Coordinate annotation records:
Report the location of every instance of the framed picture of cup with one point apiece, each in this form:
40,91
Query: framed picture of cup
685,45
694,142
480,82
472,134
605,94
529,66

_WORK REQUIRED_
Turn each line of the data above into an item in a numbered list, omitting any blank lines.

_TASK SOLUTION_
1. Report the location of every instance of the framed picture of cup with one point apiece, each in this form:
2. 40,91
3. Query: framed picture of cup
4. 685,45
5. 694,142
6. 480,82
7. 472,134
8. 605,94
9. 529,66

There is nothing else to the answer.